Aufgabe: Können Sie aus dem Textausschnitt unten die Stelle wortgetreu abschreiben, die mit „Alvarez schildert anschaulich“ einsetzt und nach „letztes Mal verbindet.“ endet?

Textausschnitt:
====
Alvarez schildert anschaulich die Sogwirkung einer solchen Idee: "Wenn ein Mensch beschließt, sich das Leben zu nehmen, betritt er eine abgeschlossene, undurchdringliche, jedoch völlig überzeugende Welt, in der jede Einzelheit stimmt und jeder Vorfall ihn in seinem Entschluß bestärkt: der Wortwechsel mit einem Fremden in der Bar, ein Brief, auf den er wartet und der nicht kommt, . . . alles scheint bedeutungsschwer, alles wirkt mit." So wird der Selbstmordkandidat so etwas wie der Dichter seines eigenen Lebens. Was schert ihn das Publikum mit seiner Vorliebe für ein Happy-End? Er ist schon froh, überhaupt zu einem Ende zu finden, das alle losen Fäden seiner zerfallenden Welt ein letztes Mal verbindet.
====
Rohdaten:
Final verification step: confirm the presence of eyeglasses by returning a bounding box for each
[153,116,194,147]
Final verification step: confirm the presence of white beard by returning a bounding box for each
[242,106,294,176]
====
Lösung:
Alvarez schildert anschaulich die Sogwirkung einer solchen Idee: "Wenn ein Mensch beschließt, sich das Leben zu nehmen, betritt er eine abgeschlossene, undurchdringliche, jedoch völlig überzeugende Welt, in der jede Einzelheit stimmt und jeder Vorfall ihn in seinem Entschluß bestärkt: der Wortwechsel mit einem Fremden in der Bar, ein Brief, auf den er wartet und der nicht kommt, . . . alles scheint bedeutungsschwer, alles wirkt mit." So wird der Selbstmordkandidat so etwas wie der Dichter seines eigenen Lebens. Was schert ihn das Publikum mit seiner Vorliebe für ein Happy-End? Er ist schon froh, überhaupt zu einem Ende zu finden, das alle losen Fäden seiner zerfallenden Welt ein letztes Mal verbindet.